- Task item A
From the wine post, extract the passage between "We have a lot" and "my way out.", inclusive, copied word for word.
- Task item B
The final sentence of the wine post makes several statements about the writer's time on the list. List all of them.

- Page text
##########

I’ve had quite a few over the years, young and old, and I do think they age nicely. About ten years ago we participated in an SQN dinner down in Memphis with a great group (my notes here https://www.cellartracker.com/event.asp?iEvent=29662). The oldest wine that night was the 1998 E-Raised, and it was lovely. There were a couple of other older bottles as well, and that night proved to me that these do have the ability to age and change and offer something a little different than they do in their youth.
To say I prefer younger versus older versions of these wines I cannot say, as they present differently as one expects, but I can say that I appreciate being able to enjoy them at both ends of the spectrum.
We have a lot of overlap. At the end of the pandemic, I sold all my remaining bottles, almost 500 including large format, and did very well. DTC prices have risen since, while secondary market prices have fallen. They make so much more wine than in the early days, which, coupled with price increases, have narrowed secondary prices.
I enjoyed my time on the list immensely, lost my taste for the style, and made more than a few dollars on my way out.

##########

- Information provided
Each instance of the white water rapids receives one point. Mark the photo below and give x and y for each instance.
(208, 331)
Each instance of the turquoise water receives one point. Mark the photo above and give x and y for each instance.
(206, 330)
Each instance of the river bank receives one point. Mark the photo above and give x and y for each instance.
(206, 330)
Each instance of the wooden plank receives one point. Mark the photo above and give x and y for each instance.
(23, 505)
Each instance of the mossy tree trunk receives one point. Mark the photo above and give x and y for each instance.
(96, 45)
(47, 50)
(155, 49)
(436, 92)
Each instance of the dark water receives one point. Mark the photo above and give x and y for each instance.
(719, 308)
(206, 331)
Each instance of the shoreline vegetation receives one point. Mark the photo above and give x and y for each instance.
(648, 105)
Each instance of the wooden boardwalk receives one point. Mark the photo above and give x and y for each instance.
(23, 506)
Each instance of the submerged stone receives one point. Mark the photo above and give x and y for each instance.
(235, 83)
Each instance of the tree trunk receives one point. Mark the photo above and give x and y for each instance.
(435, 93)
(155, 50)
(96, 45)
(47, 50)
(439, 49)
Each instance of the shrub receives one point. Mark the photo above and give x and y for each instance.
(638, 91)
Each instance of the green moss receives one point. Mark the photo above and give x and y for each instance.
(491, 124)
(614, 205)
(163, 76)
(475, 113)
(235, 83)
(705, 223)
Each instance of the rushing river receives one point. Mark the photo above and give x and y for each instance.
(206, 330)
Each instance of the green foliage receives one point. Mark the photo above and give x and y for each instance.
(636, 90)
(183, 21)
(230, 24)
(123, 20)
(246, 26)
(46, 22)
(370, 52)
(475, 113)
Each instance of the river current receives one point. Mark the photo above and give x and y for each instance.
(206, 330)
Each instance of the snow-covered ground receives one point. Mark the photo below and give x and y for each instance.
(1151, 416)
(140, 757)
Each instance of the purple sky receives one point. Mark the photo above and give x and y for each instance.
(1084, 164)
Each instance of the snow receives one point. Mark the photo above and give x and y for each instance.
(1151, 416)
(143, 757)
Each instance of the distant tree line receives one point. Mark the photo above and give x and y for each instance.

##########

- Response A
We have a lot of overlap. At the end of the pandemic, I sold all my remaining bottles, almost 500 including large format, and did very well. DTC prices have risen since, while secondary market prices have fallen. They make so much more wine than in the early days, which, coupled with price increases, have narrowed secondary prices.
I enjoyed my time on the list immensely, lost my taste for the style, and made more than a few dollars on my way out.

- Response B
- Enjoyed the time on the list immensely
- Lost the taste for the style
- Made more than a few dollars on the way out